(Exercise instructions)
Pull every line containing "forested" from the data.
══════════
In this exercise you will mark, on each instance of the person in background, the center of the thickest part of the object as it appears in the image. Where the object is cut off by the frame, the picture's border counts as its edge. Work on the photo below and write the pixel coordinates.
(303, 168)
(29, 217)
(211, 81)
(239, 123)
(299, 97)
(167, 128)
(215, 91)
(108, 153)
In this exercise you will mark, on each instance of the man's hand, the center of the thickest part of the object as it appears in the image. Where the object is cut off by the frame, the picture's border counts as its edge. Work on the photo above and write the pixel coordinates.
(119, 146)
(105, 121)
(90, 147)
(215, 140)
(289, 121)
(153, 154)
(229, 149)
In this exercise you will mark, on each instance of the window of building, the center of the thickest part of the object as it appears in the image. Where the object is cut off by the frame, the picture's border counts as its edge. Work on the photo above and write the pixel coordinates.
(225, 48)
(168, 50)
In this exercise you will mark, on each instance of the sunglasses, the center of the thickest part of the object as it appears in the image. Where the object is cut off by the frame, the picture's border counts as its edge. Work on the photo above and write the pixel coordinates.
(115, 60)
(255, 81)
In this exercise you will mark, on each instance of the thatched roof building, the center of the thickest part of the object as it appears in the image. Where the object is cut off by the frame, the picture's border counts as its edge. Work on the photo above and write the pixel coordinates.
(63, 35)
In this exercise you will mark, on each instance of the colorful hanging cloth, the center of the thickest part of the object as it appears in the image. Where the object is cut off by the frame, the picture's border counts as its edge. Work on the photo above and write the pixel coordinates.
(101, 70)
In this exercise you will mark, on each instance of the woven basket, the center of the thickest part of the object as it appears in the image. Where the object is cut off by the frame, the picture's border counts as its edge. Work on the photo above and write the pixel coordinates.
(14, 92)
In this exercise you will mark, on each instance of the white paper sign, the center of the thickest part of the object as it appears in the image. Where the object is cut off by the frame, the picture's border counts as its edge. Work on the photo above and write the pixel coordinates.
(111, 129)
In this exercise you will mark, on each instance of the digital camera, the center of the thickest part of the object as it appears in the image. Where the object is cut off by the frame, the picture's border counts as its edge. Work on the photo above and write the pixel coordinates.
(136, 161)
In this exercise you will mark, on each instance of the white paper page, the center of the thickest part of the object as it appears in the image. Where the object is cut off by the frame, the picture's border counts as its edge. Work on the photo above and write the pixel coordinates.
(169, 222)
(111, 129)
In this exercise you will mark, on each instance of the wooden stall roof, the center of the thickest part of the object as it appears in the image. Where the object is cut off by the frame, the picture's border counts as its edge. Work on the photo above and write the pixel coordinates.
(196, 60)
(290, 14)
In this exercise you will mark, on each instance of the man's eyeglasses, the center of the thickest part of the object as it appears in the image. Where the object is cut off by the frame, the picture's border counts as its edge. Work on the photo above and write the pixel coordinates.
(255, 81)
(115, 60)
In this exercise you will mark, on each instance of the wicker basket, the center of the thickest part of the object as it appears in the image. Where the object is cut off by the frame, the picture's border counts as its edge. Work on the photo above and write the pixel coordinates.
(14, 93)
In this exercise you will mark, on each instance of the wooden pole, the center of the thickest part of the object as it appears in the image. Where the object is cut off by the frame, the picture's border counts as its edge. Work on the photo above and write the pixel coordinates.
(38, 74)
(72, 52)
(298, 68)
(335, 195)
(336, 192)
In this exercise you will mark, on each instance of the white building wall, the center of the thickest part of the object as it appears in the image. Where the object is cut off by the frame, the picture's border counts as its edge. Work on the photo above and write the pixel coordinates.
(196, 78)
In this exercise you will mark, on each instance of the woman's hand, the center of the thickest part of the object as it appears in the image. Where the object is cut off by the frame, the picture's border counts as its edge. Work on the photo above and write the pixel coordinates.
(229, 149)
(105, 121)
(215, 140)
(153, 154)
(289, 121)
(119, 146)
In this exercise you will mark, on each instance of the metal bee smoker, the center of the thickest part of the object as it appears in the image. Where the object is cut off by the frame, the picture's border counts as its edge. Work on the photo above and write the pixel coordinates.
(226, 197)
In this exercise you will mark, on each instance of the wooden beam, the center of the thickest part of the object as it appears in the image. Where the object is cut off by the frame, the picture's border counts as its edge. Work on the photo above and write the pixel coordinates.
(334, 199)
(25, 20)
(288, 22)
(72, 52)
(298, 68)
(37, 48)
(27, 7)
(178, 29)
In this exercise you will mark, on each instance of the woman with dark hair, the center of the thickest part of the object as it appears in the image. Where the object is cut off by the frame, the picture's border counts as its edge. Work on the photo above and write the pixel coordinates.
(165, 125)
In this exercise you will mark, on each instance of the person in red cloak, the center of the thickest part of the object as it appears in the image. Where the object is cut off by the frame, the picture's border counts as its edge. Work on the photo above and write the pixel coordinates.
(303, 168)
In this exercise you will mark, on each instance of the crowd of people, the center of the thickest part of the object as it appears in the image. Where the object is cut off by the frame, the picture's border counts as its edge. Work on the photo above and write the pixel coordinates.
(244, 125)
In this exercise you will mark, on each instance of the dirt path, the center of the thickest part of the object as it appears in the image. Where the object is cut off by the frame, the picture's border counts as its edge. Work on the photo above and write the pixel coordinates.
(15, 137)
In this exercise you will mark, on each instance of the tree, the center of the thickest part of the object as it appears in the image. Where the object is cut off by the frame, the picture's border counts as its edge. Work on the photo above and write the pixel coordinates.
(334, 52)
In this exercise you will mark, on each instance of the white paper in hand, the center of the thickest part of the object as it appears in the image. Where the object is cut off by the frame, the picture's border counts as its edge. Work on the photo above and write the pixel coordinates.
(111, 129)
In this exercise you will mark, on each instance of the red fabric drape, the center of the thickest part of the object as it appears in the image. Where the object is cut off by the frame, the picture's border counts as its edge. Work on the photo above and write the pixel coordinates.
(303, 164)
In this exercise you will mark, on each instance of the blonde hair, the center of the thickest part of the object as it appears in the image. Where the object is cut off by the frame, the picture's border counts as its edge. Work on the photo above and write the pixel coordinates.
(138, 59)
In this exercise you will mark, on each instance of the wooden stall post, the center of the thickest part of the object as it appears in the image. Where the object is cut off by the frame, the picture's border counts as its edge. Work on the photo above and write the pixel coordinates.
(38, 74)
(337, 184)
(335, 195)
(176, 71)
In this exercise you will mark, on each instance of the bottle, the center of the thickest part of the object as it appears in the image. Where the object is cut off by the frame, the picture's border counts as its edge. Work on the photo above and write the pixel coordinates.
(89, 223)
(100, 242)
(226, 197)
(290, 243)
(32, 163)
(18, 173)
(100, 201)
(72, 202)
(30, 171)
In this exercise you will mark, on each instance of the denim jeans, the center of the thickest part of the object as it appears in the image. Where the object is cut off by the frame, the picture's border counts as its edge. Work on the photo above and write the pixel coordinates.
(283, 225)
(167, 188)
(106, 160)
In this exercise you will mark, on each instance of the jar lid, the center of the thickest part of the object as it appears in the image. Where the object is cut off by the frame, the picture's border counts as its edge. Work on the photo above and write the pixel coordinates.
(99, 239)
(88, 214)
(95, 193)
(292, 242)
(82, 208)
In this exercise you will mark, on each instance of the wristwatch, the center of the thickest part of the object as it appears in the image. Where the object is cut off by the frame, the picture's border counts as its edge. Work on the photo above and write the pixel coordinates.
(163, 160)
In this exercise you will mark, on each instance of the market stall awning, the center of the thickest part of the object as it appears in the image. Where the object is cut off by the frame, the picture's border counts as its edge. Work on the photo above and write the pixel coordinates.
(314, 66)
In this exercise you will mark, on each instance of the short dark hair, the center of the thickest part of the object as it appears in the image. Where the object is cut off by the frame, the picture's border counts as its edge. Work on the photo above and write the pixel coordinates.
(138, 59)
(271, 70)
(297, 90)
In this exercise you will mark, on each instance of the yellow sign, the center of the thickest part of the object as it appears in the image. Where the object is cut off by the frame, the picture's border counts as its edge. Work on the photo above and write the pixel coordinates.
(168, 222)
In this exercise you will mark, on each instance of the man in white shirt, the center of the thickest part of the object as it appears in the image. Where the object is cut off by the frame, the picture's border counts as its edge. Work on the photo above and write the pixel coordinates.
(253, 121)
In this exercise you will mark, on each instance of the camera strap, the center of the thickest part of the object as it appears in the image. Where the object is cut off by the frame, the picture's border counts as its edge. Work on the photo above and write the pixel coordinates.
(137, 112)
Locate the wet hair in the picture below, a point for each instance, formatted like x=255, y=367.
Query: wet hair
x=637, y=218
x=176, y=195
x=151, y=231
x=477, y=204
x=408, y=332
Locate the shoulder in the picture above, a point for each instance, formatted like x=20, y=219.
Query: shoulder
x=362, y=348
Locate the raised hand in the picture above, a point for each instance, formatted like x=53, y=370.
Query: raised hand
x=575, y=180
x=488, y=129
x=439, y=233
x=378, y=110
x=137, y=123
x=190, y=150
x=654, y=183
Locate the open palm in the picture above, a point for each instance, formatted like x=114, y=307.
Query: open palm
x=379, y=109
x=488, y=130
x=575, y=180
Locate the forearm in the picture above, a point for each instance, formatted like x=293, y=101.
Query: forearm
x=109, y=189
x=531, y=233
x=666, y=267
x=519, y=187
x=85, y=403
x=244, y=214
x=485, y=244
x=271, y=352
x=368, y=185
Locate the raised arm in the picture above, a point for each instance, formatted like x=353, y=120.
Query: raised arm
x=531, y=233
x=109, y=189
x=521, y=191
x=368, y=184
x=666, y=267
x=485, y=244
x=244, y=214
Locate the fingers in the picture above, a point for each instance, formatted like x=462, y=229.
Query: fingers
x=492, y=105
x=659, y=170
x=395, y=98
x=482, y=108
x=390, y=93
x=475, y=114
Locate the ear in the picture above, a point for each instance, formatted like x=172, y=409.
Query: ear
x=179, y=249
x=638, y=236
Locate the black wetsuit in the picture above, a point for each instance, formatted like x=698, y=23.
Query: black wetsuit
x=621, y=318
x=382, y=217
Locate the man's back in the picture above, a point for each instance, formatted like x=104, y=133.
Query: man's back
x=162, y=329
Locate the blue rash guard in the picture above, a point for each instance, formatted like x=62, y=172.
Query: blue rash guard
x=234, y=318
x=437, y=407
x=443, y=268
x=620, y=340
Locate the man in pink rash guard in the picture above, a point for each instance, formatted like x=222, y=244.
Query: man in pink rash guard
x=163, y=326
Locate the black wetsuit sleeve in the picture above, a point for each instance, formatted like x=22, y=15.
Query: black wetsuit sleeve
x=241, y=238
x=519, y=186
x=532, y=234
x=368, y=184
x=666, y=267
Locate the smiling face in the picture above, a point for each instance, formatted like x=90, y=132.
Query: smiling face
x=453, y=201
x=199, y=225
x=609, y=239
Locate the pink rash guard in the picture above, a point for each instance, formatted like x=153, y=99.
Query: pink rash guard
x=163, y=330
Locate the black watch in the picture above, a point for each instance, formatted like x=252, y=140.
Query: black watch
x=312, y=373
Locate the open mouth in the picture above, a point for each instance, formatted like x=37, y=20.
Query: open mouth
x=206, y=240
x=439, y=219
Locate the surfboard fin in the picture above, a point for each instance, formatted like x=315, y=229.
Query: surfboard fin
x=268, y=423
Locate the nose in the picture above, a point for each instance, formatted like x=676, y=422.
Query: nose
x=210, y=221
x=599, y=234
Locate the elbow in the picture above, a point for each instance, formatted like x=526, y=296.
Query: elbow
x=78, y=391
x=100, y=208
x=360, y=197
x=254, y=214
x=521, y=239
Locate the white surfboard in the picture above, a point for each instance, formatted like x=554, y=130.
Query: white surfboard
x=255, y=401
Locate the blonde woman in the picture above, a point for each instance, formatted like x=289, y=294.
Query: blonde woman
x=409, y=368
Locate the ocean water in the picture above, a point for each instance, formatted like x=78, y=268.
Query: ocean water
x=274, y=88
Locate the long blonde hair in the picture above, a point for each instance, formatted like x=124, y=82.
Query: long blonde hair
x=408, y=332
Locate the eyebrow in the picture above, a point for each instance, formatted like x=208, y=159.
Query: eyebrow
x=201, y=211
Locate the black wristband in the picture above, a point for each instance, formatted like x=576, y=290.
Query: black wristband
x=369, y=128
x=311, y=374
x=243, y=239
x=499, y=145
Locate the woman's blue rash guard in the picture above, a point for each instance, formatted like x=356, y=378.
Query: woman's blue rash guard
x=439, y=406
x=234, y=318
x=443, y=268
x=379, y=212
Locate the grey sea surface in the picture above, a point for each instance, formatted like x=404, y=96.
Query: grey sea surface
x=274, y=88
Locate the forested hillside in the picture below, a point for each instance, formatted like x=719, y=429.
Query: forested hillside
══════════
(Output)
Locate the forested hillside in the picture below, a point for each instance, formatted like x=719, y=429.
Query: forested hillside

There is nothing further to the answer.